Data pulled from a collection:
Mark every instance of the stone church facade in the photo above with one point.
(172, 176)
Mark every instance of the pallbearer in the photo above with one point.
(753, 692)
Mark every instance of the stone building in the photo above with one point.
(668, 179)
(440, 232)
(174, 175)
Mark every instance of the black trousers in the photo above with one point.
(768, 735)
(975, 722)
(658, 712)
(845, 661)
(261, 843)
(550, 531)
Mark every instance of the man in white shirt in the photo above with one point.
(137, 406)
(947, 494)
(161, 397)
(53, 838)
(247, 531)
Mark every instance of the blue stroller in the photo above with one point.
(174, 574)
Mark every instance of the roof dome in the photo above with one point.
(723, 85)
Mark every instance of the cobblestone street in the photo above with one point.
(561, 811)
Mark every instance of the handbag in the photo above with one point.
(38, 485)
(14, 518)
--
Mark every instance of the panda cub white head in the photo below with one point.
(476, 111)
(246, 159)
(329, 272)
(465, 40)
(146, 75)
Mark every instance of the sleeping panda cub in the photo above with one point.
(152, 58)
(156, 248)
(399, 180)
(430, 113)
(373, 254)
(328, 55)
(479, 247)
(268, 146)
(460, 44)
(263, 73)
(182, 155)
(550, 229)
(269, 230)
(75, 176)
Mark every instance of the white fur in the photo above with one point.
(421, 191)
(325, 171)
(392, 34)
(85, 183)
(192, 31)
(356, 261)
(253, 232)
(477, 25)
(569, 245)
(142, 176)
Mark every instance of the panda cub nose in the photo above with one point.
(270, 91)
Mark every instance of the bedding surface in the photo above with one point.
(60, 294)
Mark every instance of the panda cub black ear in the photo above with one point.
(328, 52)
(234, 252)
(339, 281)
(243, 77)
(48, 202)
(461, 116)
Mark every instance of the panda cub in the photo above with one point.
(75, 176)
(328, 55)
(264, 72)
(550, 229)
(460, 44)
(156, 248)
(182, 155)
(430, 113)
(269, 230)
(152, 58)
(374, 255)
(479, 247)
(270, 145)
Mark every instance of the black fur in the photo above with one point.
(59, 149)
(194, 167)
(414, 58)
--
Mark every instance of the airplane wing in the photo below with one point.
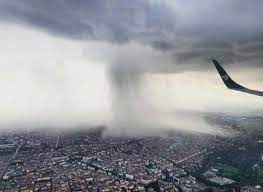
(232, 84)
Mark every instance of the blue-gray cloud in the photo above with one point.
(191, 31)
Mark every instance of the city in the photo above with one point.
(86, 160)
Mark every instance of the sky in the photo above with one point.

> TASK OBJECTIVE
Retype, word for word, the rows from the line containing "Mark every instance of the city" through the line containing "Mark every instance of the sky", including both of those lines.

> RESULT OF THE TASK
Mark every instance of the city in the photo above with one point.
(86, 160)
Mark every instance of the sky in the photo above with one point.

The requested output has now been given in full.